* [EXERCISE TASKS]
a) According to the MergePolicy class reference, which MergePolicy is the default?
b) Reproduce the part of the MergePolicy class reference that begins at the words "The default MergePolicy" and stops after "MergePolicy()".

* [DOCUMENT SECTION]

## Start

Class MergePolicy
Expert: a MergePolicy determines the sequence of primitive merge operations.
Whenever the segments in an index have been altered by IndexWriter, either the addition of a newly flushed segment, addition of many segments from AddIndexes* calls, or a previous merge that may now need to cascade, IndexWriter invokes FindMerges(MergeTrigger, SegmentInfos) to give the MergePolicy a chance to pick merges that are now required. This method returns a MergePolicy.MergeSpecification instance describing the set of merges that should be done, or null if no merges are necessary. When ForceMerge(int) is called, it calls FindForcedMerges(SegmentInfos, int, IDictionary<SegmentCommitInfo, bool>) and the MergePolicy should then return the necessary merges.
Note that the policy can return more than one merge at a time. In this case, if the writer is using SerialMergeScheduler, the merges will be run sequentially but if it is using ConcurrentMergeScheduler they will be run concurrently.
The default MergePolicy is TieredMergePolicy.
Note
This API is experimental and might change in incompatible ways in the next release.
Inheritance
Implements
Inherited Members
Namespace: Lucene.Net.Index
Assembly: Lucene.Net.dll
Syntax
public abstract class MergePolicy : IDisposable
Constructors
MergePolicy()

## End

* [SUPPLIED INFORMATION]
## Start

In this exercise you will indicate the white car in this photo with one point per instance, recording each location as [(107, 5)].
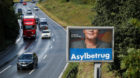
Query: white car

## End

* [RESPONSES TO THE EXERCISE]
a) TieredMergePolicy

b)
The default MergePolicy is TieredMergePolicy.
Note
This API is experimental and might change in incompatible ways in the next release.
Inheritance
Implements
Inherited Members
Namespace: Lucene.Net.Index
Assembly: Lucene.Net.dll
Syntax
public abstract class MergePolicy : IDisposable
Constructors
MergePolicy()